With every picture left out, restate the listing below exactly as written.

##### Exercise inputs

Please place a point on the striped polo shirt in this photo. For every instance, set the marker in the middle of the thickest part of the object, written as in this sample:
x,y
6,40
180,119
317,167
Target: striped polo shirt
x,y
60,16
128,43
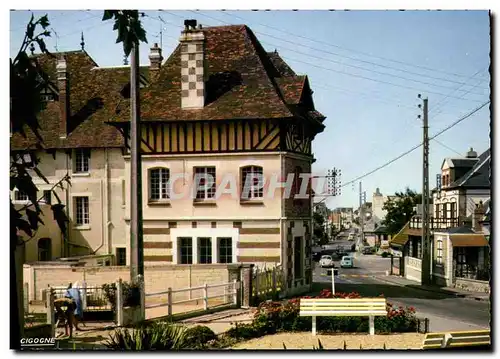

##########

Expected output |
Please place a point on the striped polo shirt in this photo. For every instance, set the marker in the middle of the thickest part of the object, written as in this sample:
x,y
6,40
180,119
317,167
Target: striped polo shirt
x,y
60,16
128,43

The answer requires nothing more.